Exercises to complete
a – Quote the OPA and Terraform article below word for word, from "Policy-as-code is the" to "for policy logic.".
b – Answer these questions about the OPA and Terraform article below:
(i) What instance type was accidentally created in production?
(ii) How much did that instance cost per hour?
(iii) What is the name of the language OPA rules are written in?
c – Which contexts does the OPA and Terraform article below name as ones where OPA is useful? List all of them.

====== Extract ======

OPA + Terraform: Policy-as-Code Guardrails in 2026

Bits Lovers
Written by Bits Lovers on
OPA + Terraform: Policy-as-Code Guardrails in 2026

The first time someone accidentally created a p4d.24xlarge instance in production, we started taking policy-as-code seriously. No one meant to. The Terraform code was correct, the pipeline ran fine, the instance came up. It just cost $32 per hour and had no business being there. By the time anyone noticed, we’d burned several hundred dollars and had a very awkward conversation about guardrails.

That was the moment “we’ll just rely on people being careful” stopped being an acceptable strategy.

Policy-as-code is the answer. Instead of hoping engineers remember every constraint, you codify those constraints and enforce them automatically—before anything gets deployed.

What OPA Is and Why It Fits Terraform

Open Policy Agent (OPA) is a general-purpose policy engine. It takes structured data as input, runs it through rules written in its own language called Rego, and produces a decision. That’s it. The inputs and outputs can be anything JSON-shaped, which makes OPA useful across an unusual range of contexts: HTTP API authorization, Kubernetes admission control, Terraform plan validation.

The language is Rego. It’s declarative, which means you describe what you want to be true rather than writing step-by-step logic. That takes some getting used to. It doesn’t look like Python or Go. But once it clicks, it’s genuinely expressive for policy logic.

====== Data supplied ======

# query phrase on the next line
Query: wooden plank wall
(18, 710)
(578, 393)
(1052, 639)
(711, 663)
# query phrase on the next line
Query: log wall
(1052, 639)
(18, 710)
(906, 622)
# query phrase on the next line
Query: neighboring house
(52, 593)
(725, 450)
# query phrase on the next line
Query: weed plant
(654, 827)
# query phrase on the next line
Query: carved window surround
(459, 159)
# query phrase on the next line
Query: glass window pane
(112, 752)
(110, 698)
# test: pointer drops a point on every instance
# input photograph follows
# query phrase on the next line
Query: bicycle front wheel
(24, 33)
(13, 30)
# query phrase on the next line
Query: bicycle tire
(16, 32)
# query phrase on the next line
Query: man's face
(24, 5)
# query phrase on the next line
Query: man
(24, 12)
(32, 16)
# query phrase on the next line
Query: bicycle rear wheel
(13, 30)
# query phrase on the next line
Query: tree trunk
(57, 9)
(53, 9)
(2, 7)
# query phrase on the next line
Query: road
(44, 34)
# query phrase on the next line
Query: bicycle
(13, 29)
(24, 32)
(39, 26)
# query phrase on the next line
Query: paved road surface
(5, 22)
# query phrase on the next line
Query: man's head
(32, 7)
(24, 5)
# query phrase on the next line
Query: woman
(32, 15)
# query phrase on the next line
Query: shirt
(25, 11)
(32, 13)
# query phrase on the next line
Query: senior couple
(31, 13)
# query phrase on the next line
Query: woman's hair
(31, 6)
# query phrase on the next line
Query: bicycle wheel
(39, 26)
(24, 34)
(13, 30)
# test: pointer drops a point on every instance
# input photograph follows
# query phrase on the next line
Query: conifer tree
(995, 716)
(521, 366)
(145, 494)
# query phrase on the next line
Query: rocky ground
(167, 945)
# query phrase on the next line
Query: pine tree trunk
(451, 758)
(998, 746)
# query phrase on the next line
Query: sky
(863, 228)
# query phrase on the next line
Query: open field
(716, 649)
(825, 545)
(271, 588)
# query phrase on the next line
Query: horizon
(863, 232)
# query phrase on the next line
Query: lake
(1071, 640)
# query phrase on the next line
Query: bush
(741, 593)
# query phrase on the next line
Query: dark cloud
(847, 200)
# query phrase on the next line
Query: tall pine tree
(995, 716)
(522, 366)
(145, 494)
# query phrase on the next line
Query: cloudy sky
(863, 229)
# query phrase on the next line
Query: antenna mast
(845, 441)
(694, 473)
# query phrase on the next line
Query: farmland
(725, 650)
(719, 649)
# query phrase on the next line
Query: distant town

======

Solutions per task
a –
Policy-as-code is the answer. Instead of hoping engineers remember every constraint, you codify those constraints and enforce them automatically—before anything gets deployed.

What OPA Is and Why It Fits Terraform

Open Policy Agent (OPA) is a general-purpose policy engine. It takes structured data as input, runs it through rules written in its own language called Rego, and produces a decision. That’s it. The inputs and outputs can be anything JSON-shaped, which makes OPA useful across an unusual range of contexts: HTTP API authorization, Kubernetes admission control, Terraform plan validation.

The language is Rego. It’s declarative, which means you describe what you want to be true rather than writing step-by-step logic. That takes some getting used to. It doesn’t look like Python or Go. But once it clicks, it’s genuinely expressive for policy logic.

b –
(i) p4d.24xlarge
(ii) $32
(iii) Rego

c –
- HTTP API authorization
- Kubernetes admission control
- Terraform plan validation